=== Request ===
Rescale the lines below by writing them all out again, requests included, with every point coordinate in the answers multiplied by 1.55 and rounded to the nearest whole number, halves rounded up. Leave every number in the requests and their format samples unchanged.

=== Records to use ===
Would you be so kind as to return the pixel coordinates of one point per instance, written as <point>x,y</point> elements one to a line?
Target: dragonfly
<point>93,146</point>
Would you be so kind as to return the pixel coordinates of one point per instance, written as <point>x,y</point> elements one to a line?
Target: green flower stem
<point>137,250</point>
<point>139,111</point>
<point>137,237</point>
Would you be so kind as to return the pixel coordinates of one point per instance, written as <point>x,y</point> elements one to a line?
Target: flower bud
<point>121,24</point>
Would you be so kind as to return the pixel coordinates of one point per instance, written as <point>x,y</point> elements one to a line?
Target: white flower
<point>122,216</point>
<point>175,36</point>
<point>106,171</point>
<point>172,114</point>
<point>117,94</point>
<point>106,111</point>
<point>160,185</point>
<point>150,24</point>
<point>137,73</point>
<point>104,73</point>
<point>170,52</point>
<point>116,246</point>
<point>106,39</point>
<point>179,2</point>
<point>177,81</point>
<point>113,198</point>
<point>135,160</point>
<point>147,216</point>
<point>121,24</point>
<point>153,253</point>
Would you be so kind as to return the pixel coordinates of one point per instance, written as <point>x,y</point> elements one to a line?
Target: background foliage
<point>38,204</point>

=== Answer in full ===
Would you be so kind as to return the pixel coordinates of one point per instance, written as <point>x,y</point> elements one to a line?
Target: dragonfly
<point>144,226</point>
Would you be so kind as to return the pixel coordinates of one point per instance, written as <point>x,y</point> elements one to a line?
Target: green flower stem
<point>212,388</point>
<point>215,172</point>
<point>212,367</point>
Would you be so kind as to return the pixel coordinates of one point per instance, written as <point>x,y</point> elements one to a line?
Target: flower bud
<point>188,37</point>
Would you be so kind as to return the pixel coordinates of one point per instance, written as <point>x,y</point> elements one to a line?
Target: white flower
<point>189,335</point>
<point>271,56</point>
<point>164,265</point>
<point>267,177</point>
<point>181,146</point>
<point>164,172</point>
<point>248,287</point>
<point>233,37</point>
<point>212,113</point>
<point>161,113</point>
<point>264,81</point>
<point>180,381</point>
<point>164,60</point>
<point>277,3</point>
<point>274,126</point>
<point>175,307</point>
<point>209,248</point>
<point>228,335</point>
<point>188,37</point>
<point>237,392</point>
Would you be so kind as to return the pixel coordinates of one point per instance, written as <point>x,y</point> elements one to a line?
Target: background foliage
<point>59,316</point>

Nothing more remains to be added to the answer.